Reading passage:
****
This article is from the Australian Property Journal archive
EG’s Australian Core Enhanced portfolio has surpassed $1 billion after it picked up a half share in the triple supermarket-anchored Grand Plaza sub-regional shopping centre south of Brisbane.
EG bought the stake off-market from US investment manager Invesco and joins ASX-listed Vicinity Centres as co-owner.
Located 22 kilometres from the Brisbane CBD, the Browns Plains asset at 27-49 Browns Plains Road is 97% occupied across its 53,288 sqm of gross lettable area. It features Woolworths, Coles and Aldi, together with Kmart, Big W, Target and Events Cinemas, and a recently refurbished food court.
Major, national and chain retailers represent 94% of the total lettable area and approximately 92% of the gross passing income.
The transaction was brokered by CBRE’s head of retail capital markets, Simon Rooney. He said the sale highlighted rising demand for sub-regional shopping centre investment opportunities and continued a run of retail investment activity in Queensland.
****
Extracted entries:
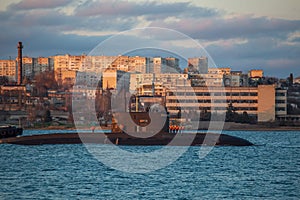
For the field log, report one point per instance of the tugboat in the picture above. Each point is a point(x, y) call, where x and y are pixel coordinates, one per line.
point(10, 131)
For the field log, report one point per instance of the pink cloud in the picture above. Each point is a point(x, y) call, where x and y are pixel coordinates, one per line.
point(36, 4)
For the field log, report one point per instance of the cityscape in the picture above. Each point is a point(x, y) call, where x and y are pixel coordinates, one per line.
point(35, 90)
point(149, 99)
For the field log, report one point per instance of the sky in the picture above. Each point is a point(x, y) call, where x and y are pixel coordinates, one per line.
point(243, 35)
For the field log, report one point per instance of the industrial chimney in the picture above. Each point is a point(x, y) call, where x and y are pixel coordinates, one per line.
point(20, 47)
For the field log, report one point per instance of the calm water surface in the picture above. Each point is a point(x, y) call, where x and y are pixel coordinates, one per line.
point(269, 170)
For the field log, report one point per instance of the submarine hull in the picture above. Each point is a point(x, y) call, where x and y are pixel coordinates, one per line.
point(171, 139)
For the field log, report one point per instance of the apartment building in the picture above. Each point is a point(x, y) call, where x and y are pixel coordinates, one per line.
point(257, 101)
point(8, 68)
point(139, 80)
point(198, 65)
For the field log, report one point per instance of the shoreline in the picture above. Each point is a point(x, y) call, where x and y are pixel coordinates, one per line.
point(286, 128)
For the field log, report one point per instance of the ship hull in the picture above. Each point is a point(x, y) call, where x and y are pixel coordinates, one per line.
point(185, 139)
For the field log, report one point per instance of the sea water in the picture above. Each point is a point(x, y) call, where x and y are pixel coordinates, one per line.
point(268, 170)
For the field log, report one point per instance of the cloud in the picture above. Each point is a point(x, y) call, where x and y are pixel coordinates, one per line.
point(226, 28)
point(153, 9)
point(38, 4)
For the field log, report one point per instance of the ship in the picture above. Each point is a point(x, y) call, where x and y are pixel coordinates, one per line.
point(135, 129)
point(10, 131)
****
Tasks to perform:
**A)** Rewrite the paragraph of the Grand Plaza article beginning "Located 22 kilometres from the Brisbane CBD" as a short bulleted list that keeps its main facts.
**B)** Pick up the Grand Plaza article after its final sentence and continue it.

Numbered answers:
**A)**
- Location: 27-49 Browns Plains Road, Browns Plains, 22 km from the Brisbane CBD
- Size: 53,288 sqm of gross lettable area, 97% occupied
- Supermarkets: Woolworths, Coles and Aldi
- Other major tenants: Kmart, Big W, Target and Events Cinemas
- Food court: recently refurbished

**B)**
“There has been a surge in capital flows into the sub-regional sector, fuelled by a rebasing in values and rents and the attractive yields on offer compared to other asset classes,” Rooney said. The Browns Plains transaction was struck at an acquisition core capitalisation rate of close to 5.25%. BIS Oxford data showed yields for neighbourhood shopping centres had firmed below sub-regionals for the first time. Woolworths Group has just offloaded the Sapphire Marketplace on the NSW south coast to a private investor on a beefy 6.05% capitalisation rate.
Grand Plaza occupies an underutilised 181,090 sqm parcel has at-grade parking for 2,500 vehicles.
“Value can be extracted from this asset with an active asset management strategy to enhance the retail offering and tenant mix,” said EG’s head of capital transactions, Sean Fleming.
“Based on the data EG has interrogated, Grand Plaza mall is expected to benefit from the anticipated capital growth and cap rate compression across Australian retail markets in 2022.”
More than $4.5 billion worth of Queensland retail investments have traded since the beginning of last year. Several of those have been on the Gold Coast, including the Benowa Gardens shopping centre, which saw a 50% value uplift in two years, and Vicinity Centres acquiring a 50% interest in Harbour Town Outlets from a Lendlease fund for $358 million, while Pacific Fair was part of a $2.2 billion agreement entered into by UniSuper and Cbus Property.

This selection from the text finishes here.